╔══
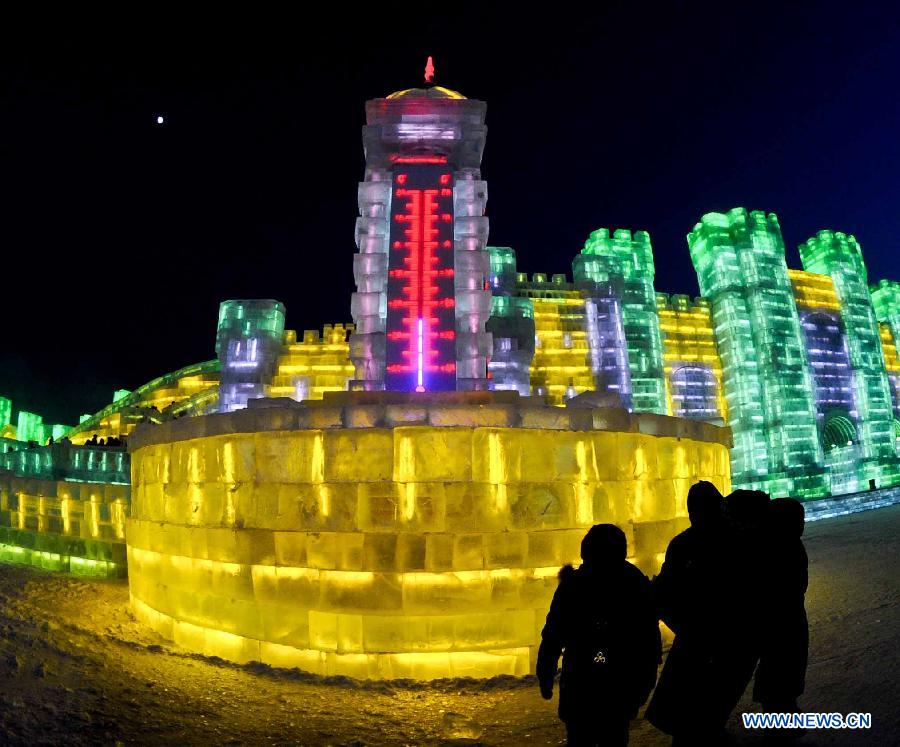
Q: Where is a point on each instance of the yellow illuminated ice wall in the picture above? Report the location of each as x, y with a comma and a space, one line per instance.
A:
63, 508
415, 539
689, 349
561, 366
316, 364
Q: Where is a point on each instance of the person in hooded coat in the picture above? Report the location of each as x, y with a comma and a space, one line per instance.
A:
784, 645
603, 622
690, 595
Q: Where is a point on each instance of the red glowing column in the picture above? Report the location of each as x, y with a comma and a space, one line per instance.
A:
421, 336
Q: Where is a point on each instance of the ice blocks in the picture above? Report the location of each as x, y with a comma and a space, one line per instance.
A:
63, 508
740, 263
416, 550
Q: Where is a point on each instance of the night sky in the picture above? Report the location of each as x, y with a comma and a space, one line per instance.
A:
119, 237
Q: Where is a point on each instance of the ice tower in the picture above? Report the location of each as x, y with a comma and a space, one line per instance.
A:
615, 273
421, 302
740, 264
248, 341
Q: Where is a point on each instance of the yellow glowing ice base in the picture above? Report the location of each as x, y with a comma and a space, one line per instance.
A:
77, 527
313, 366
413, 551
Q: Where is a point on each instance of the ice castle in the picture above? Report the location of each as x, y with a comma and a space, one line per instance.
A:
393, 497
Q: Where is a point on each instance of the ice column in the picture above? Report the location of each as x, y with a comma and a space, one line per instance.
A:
╚══
Please print the records above once more, word for word, omitting all pictures.

Q: Where is a point on each instance of the yellow illuminated ice wall in the picture above? Report the location of each as x, y with a comma and a space, one line per instance.
A:
63, 508
415, 539
689, 349
561, 366
316, 364
Q: Where is a point on each instance of the person in hooded coat in the picture above? Report the location of each as x, y with a comma and a space, one line per instance.
A:
784, 645
603, 622
690, 595
Q: Where is a point on each instance of the red glowing column in the picture above? Report the location of each as x, y with a comma and a space, one line per instance.
A:
421, 336
Q: Where is a point on each instance of the ice blocks in the picture above? Report the location of each as x, y with a comma and a space, one line per instance.
A:
63, 508
740, 263
416, 550
Q: Where is a point on each instance of the night sky in the picture above? Report the location of each as x, y with a comma and a space, one line per instance.
A:
119, 237
Q: Where is a point on each instance of the ice tower in the picture above? Report the location of each as x, y with a comma and a space, one line per instance.
A:
615, 273
421, 302
740, 264
248, 341
Q: Where is a point on each instance of the yellow glowing ice base in the picture above? Report the location of each as x, y with a comma and a space, one line per instance.
A:
77, 527
313, 366
413, 551
Q: Where is a point on each instance of the ice castle in the picture above? Report the location of each as x, y with a comma and a space, one line per instance.
A:
393, 497
Q: Where is a point on each instance of the ice column in the picture above? Report the location of each as x, y with a comma and a space, one line per instance.
A:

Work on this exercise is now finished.